** SHORT TASK **
Send back all the data below, exactly as given.

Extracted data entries
* * * * *
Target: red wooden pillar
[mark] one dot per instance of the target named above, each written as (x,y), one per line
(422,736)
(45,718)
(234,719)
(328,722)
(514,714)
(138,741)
* * * * *
** WRITTEN RESPONSE **
Target: red wooden pillar
[mark] one dot per instance of the target named above, each written as (x,y), one per line
(422,736)
(45,718)
(234,719)
(328,722)
(514,714)
(138,741)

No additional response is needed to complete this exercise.